— begin PROVIDED MATERIAL —
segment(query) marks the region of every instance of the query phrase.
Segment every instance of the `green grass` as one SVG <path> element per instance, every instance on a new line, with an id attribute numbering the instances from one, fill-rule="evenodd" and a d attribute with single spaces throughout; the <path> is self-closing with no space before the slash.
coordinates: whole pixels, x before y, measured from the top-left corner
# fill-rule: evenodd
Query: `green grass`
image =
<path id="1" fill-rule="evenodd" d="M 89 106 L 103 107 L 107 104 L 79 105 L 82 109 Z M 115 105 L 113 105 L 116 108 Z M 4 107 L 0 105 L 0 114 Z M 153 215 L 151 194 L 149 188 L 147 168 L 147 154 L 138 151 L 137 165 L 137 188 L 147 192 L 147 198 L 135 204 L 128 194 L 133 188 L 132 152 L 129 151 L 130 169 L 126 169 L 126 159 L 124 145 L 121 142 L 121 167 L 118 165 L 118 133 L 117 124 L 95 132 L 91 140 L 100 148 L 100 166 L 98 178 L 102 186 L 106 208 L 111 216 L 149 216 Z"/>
— end PROVIDED MATERIAL —
* [SHORT TASK] Render every line of the entries above as a JSON list of strings, one string per line, omitting blank lines.

* [SOLUTION FOR THIS EXERCISE]
[
  "segment(query) marks the region of every instance of the query phrase.",
  "Segment every instance of the `green grass` as one SVG <path> element per instance, every instance on a new line, with an id attribute numbering the instances from one, fill-rule=\"evenodd\" and a d attribute with single spaces throughout; the <path> is self-closing with no space before the slash.",
  "coordinates: whole pixels, x before y, measured from the top-left corner",
  "# fill-rule: evenodd",
  "Query: `green grass`",
  "image =",
  "<path id=\"1\" fill-rule=\"evenodd\" d=\"M 89 106 L 103 107 L 107 104 L 79 105 L 82 109 Z M 115 105 L 113 105 L 116 108 Z M 4 107 L 0 105 L 0 114 Z M 153 215 L 151 194 L 149 188 L 147 168 L 147 154 L 138 151 L 137 165 L 137 188 L 147 192 L 147 198 L 135 204 L 128 194 L 133 188 L 132 152 L 129 151 L 130 169 L 126 169 L 126 159 L 124 145 L 121 142 L 121 167 L 118 165 L 118 133 L 117 124 L 95 132 L 91 140 L 100 148 L 100 166 L 98 178 L 102 186 L 106 208 L 111 216 L 149 216 Z\"/>"
]